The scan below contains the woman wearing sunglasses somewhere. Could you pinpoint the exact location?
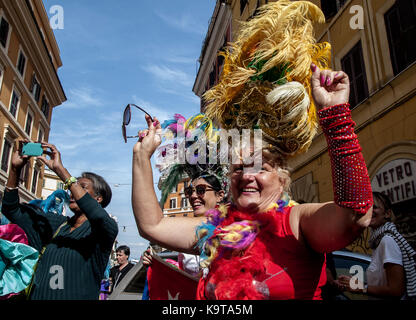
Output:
[139,114,228,277]
[133,0,373,300]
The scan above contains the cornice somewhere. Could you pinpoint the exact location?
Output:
[3,0,66,107]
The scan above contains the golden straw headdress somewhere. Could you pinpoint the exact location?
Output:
[203,0,331,156]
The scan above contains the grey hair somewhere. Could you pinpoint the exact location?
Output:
[78,172,112,208]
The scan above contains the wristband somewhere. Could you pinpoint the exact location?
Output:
[5,186,19,191]
[318,103,373,214]
[64,177,78,190]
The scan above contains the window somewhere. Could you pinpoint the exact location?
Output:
[25,109,33,137]
[0,17,10,48]
[17,51,26,76]
[341,41,368,109]
[384,0,416,75]
[9,90,20,118]
[1,139,12,172]
[240,0,248,16]
[40,95,49,119]
[169,198,176,209]
[30,74,41,102]
[321,0,347,19]
[31,167,39,194]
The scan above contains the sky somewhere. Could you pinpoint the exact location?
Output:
[43,0,215,259]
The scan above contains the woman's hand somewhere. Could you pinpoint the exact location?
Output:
[133,115,162,159]
[337,275,364,293]
[38,142,66,181]
[311,64,350,111]
[143,249,152,267]
[11,140,30,172]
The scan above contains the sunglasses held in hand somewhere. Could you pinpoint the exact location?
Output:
[184,184,215,197]
[121,103,153,143]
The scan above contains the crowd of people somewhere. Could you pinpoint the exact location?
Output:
[0,0,416,300]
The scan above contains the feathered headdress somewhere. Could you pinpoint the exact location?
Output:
[203,0,331,156]
[156,114,228,204]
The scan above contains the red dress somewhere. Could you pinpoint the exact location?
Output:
[197,207,326,300]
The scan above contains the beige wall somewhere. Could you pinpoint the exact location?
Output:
[0,0,65,201]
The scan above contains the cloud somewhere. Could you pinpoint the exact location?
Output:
[62,87,102,109]
[155,12,206,35]
[143,64,194,87]
[129,95,172,122]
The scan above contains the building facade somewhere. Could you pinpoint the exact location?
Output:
[162,178,194,218]
[193,0,416,253]
[0,0,66,210]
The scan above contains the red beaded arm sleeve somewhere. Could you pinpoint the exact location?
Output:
[318,103,373,214]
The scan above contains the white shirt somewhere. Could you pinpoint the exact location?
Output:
[366,235,403,298]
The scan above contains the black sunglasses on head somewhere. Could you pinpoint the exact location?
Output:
[121,103,153,143]
[184,184,215,197]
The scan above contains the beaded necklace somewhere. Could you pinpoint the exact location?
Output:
[196,196,297,268]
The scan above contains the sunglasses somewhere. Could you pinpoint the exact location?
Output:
[121,103,153,143]
[184,184,215,197]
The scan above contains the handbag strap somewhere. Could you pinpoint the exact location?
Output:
[25,221,68,300]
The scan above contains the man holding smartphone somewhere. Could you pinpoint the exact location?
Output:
[2,141,118,300]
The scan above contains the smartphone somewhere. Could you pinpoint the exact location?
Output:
[22,142,43,157]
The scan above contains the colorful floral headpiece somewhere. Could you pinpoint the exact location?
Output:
[203,0,331,156]
[156,114,228,203]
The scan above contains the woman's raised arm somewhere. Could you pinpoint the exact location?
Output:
[132,115,205,253]
[294,65,373,252]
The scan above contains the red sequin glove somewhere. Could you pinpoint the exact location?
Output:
[318,103,373,214]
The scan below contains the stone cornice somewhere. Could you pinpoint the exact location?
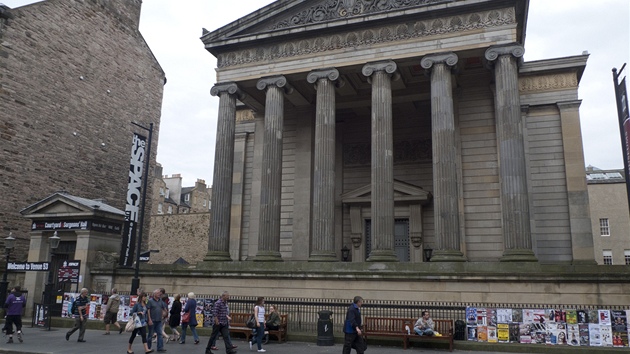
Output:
[217,8,516,68]
[256,75,293,94]
[269,0,451,30]
[518,72,578,93]
[210,82,245,100]
[420,52,459,70]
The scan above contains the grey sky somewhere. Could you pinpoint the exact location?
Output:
[0,0,630,186]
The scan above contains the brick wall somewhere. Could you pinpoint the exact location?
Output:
[0,0,164,259]
[149,213,210,264]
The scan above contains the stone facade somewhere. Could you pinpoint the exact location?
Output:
[0,0,165,260]
[586,166,630,265]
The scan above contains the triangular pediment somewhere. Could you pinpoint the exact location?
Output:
[341,180,432,204]
[201,0,504,55]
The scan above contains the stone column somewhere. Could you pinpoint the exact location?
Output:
[485,44,537,262]
[204,82,243,262]
[362,60,398,262]
[306,68,339,261]
[420,52,465,262]
[254,76,293,262]
[557,100,597,264]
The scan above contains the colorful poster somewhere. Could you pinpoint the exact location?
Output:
[497,324,512,343]
[567,324,580,347]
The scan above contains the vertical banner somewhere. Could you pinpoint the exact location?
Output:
[119,133,147,267]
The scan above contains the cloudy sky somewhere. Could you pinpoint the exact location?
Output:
[0,0,630,186]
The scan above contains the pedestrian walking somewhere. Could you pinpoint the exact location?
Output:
[147,289,168,352]
[103,288,123,334]
[206,291,236,354]
[127,293,153,354]
[342,296,365,354]
[4,286,26,343]
[66,288,90,343]
[179,292,199,344]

──────

- _Challenge_
Swap "scan" for "picture" everywhere it appears in all the lines above, and write those lines out again with nothing else changed. Leave the pictures out.

- _Output for this task_
The picture below contains the woman wearing sunglasses somewhere. Could you pinpoint the exact location?
Output:
[139,114,228,277]
[133,0,373,300]
The picture above contains the cornice somewhere. Could you pinpoint the exact location?
Output:
[3,0,66,107]
The picture above contains the golden straw headdress somewhere. Could you pinpoint the exact location?
Output:
[203,0,331,156]
The picture above contains the grey hair somewhere. Could you pinpoint the exact location?
Output:
[78,172,112,208]
The picture above contains the wristband somewhere. Could you pinpoint the exact location?
Output:
[5,186,19,191]
[318,103,373,214]
[64,177,78,190]
The picture above contains the window somewhere. Could you pinpoint the exact location?
Output:
[25,109,33,137]
[0,17,10,48]
[17,51,26,76]
[341,41,368,109]
[384,0,416,75]
[9,90,20,118]
[1,139,12,172]
[240,0,248,16]
[40,95,49,119]
[169,198,176,209]
[30,74,41,102]
[321,0,347,19]
[31,167,39,194]
The picture above contains the sky somewhere. Could you pinpoint the exact location?
Output:
[43,0,215,259]
The picture above contains the woman's hand somewhere. Could you pinpoint the exact location?
Output:
[133,115,162,159]
[337,275,364,293]
[38,142,66,181]
[311,64,350,111]
[143,249,152,267]
[11,140,30,172]
The picture above contains the sunglasses held in hand somewhere. Could you pinpoint the exact location?
Output:
[184,184,215,197]
[121,103,153,143]
The picture above contains the crowd of people somewhere. Could you pinpoint the exact location?
Output:
[0,0,416,300]
The picture above contains the feathered headdress somewhere. Could you pinpoint the exact location?
Output:
[203,0,331,156]
[156,114,228,204]
The picture above contains the red dress somewhere. Could you pinpoint the exact location?
Output:
[197,207,326,300]
The picture above contains the beige wall somewhere. Could you pinpoint the exact location?
Output:
[0,0,65,201]
The picture above contains the cloud somewhere. Could you pinpoint the exact location?
Output:
[62,87,102,109]
[155,12,206,35]
[143,64,194,87]
[129,95,172,122]
The picture above contains the building facade somewhere. Could you pinpoint the exact location?
Output:
[162,178,194,218]
[193,0,416,253]
[0,0,66,210]
The picture above contains the red beaded arm sleeve somewhere. Could you pinpoint the exact location?
Output:
[318,103,373,214]
The picture above contains the white shirt somewhere. Could you pinpoint the exact location?
Output:
[366,235,403,298]
The picture above contains the black sunglasses on head somewhere. Could you pinpoint the exact location?
Output:
[121,103,153,143]
[184,184,215,197]
The picture above contains the beaded necklace somewhere. Could you pinpoint the exact location?
Output:
[196,196,297,268]
The picture above contains the sunglasses somewhere. Could you pinpoint the exact location?
Output:
[121,103,153,143]
[184,184,215,197]
The picture above contains the handbag strap somewhere. Could you pinpoint the exact location?
Output:
[25,221,68,300]
The picture above contains the man holding smartphone somewhere. Could you pinpoint the exact location?
Output:
[2,141,118,300]
The picture above contains the smartphone somewhere. Could you pinpoint the exact location?
Output:
[22,142,43,157]
The picture above contains the colorful floral headpiece somewhere. Could you pinpoint the exact location?
Output:
[203,0,331,156]
[156,114,228,203]
The picture above contains the woman's raised arm somewhere. Could you pinpoint the exact location?
Output:
[132,115,205,253]
[294,65,373,252]
The picture above contains the red sequin glove somewhere. Could you pinpoint the exact location?
Output:
[318,103,373,214]
The picture below contains the stone cornice somewhere. Could you pinpoint the exact location?
Output:
[217,8,516,68]
[256,75,293,94]
[269,0,451,30]
[518,72,578,93]
[210,82,245,100]
[420,52,459,70]
The picture above contains the grey sky somewhere. Could you pinpoint the exact location?
Output:
[0,0,630,186]
The picture above contains the brick wall somewhere. Could you pinpoint the exact location?
Output:
[0,0,164,259]
[149,213,210,264]
The picture above contains the stone facade somewhere. Could you pinpoint the exact location?
Output:
[0,0,165,260]
[586,166,630,265]
The picture above contains the triangular pediment somewhere. Could you pinpoint the exact location?
Output:
[341,180,432,204]
[201,0,504,55]
The picture above contains the stone column somewhere. Could you pinpoint the exact location?
Output:
[485,44,537,262]
[204,82,243,262]
[362,60,398,262]
[306,68,339,261]
[420,52,465,262]
[254,76,293,262]
[557,100,597,264]
The picture above contains the colorful poster somewhere. Could you pinpoint the exact location?
Output:
[497,324,512,343]
[567,324,580,347]
The picture above contains the vertical banner somewhere. Could you pinpoint the exact location?
Output:
[119,133,147,267]
The picture above contains the cloudy sky somewhere. Could you pinpoint the exact location?
Output:
[0,0,630,186]
The picture above contains the pedestrian walking somewhere. Could you pinpoint the exact location?
Output:
[147,289,168,352]
[103,288,123,334]
[206,291,236,354]
[127,293,153,354]
[342,296,365,354]
[4,286,26,343]
[66,288,90,343]
[179,292,199,344]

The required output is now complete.